Task statement = Can you copy the records below, requests included, from the line with "Annotate the man in maroon" through the end of the records, shifting only the answer points by adding 121 to each of their coordinates and leaving the sample points unchanged? Omit the pictures.
-- Start Given entries --
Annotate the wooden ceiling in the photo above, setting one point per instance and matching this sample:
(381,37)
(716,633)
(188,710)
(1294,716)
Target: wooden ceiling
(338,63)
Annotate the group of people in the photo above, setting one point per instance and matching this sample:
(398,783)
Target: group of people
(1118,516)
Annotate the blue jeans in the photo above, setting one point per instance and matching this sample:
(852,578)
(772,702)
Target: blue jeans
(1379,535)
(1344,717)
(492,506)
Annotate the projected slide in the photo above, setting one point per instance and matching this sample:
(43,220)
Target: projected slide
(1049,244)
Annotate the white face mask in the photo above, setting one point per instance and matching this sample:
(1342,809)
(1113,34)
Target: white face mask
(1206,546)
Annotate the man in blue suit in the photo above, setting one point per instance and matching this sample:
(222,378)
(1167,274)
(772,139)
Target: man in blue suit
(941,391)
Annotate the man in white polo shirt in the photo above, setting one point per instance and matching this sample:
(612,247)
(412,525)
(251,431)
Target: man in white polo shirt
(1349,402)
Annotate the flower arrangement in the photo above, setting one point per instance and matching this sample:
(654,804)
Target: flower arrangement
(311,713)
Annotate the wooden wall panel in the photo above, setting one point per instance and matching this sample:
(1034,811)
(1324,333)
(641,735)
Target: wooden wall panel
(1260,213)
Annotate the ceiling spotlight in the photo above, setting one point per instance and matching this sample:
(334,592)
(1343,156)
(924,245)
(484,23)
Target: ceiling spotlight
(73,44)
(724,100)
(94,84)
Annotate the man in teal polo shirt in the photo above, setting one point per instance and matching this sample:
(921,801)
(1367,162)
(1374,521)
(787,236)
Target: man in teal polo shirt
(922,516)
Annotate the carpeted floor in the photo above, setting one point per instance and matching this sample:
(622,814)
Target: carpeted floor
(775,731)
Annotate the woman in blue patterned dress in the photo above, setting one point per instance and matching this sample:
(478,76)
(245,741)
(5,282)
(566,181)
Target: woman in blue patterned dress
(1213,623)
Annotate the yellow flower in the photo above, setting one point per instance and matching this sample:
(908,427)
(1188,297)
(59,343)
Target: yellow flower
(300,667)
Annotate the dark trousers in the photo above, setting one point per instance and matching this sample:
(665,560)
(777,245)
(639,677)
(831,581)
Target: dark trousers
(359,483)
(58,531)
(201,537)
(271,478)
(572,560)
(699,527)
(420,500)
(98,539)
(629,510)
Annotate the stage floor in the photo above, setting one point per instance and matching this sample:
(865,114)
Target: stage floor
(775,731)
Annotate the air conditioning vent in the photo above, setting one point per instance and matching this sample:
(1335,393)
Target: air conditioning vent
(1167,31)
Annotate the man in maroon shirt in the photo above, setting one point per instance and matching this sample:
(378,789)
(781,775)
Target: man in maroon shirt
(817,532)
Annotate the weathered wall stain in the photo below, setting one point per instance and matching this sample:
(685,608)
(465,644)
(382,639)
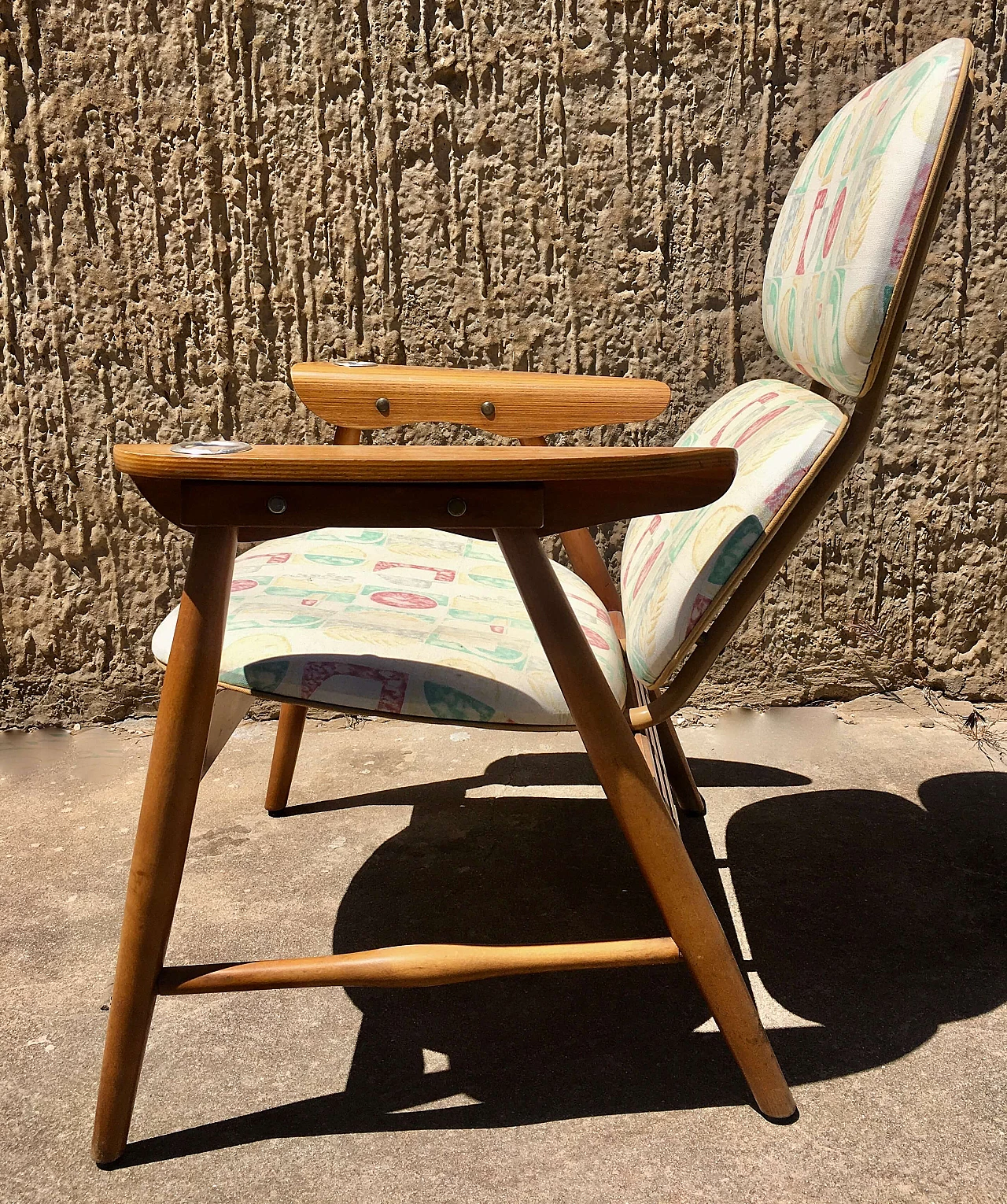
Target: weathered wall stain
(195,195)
-- End Given entries --
Output of the task =
Annotate the man in maroon shirt in the photo above, setting one point per instance and matching this sample:
(378,789)
(781,775)
Target: man in maroon shirt
(938,653)
Annotate the weathered wall stain in the photo below, setting one point per instance and matching this sample:
(685,608)
(465,644)
(382,639)
Target: weathered wall stain
(316,316)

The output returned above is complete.